[Records of labeled points]
______________________________

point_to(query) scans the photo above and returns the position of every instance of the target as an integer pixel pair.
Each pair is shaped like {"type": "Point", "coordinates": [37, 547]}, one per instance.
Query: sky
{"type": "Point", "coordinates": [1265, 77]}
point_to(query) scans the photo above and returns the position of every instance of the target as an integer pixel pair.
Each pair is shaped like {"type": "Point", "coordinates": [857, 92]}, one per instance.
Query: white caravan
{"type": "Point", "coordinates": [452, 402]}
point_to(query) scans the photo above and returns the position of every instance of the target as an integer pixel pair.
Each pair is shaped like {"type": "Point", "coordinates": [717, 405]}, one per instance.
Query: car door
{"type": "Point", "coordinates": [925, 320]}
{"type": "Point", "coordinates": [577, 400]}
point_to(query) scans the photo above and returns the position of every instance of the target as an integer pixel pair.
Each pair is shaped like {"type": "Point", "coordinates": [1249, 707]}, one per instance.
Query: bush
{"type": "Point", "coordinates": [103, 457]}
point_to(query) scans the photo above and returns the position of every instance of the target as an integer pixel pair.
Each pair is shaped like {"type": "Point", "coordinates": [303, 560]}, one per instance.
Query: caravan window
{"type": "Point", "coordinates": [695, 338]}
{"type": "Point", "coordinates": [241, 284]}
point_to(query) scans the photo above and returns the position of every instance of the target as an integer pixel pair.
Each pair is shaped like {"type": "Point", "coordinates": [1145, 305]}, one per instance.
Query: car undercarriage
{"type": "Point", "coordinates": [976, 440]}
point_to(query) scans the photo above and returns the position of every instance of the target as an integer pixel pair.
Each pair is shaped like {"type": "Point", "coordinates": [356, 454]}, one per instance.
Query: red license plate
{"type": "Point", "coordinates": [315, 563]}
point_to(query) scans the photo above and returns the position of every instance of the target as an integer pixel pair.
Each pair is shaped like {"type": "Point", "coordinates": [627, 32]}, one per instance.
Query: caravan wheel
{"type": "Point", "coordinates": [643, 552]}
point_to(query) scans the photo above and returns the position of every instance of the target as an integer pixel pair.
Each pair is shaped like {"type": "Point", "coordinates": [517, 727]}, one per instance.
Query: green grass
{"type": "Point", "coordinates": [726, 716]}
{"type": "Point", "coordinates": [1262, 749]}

______________________________

▸ **Problem statement**: Can you gather every line in the records above that contains the word "shaped" and copy each one out in full?

▸ **In response**:
Each pair is shaped like {"type": "Point", "coordinates": [37, 547]}, one per instance.
Each pair is shaped like {"type": "Point", "coordinates": [857, 92]}, one per instance.
Each pair is shaped like {"type": "Point", "coordinates": [717, 405]}, one per instance.
Each pair is shaped like {"type": "Point", "coordinates": [1249, 707]}, one per instance.
Each pair is shaped like {"type": "Point", "coordinates": [303, 560]}, one per instance.
Each pair is shaped like {"type": "Point", "coordinates": [1145, 305]}, one per instance.
Each pair is shaped like {"type": "Point", "coordinates": [356, 454]}, one per instance.
Each pair is shaped like {"type": "Point", "coordinates": [627, 32]}, one per instance.
Each pair is shaped like {"type": "Point", "coordinates": [517, 727]}, one per instance.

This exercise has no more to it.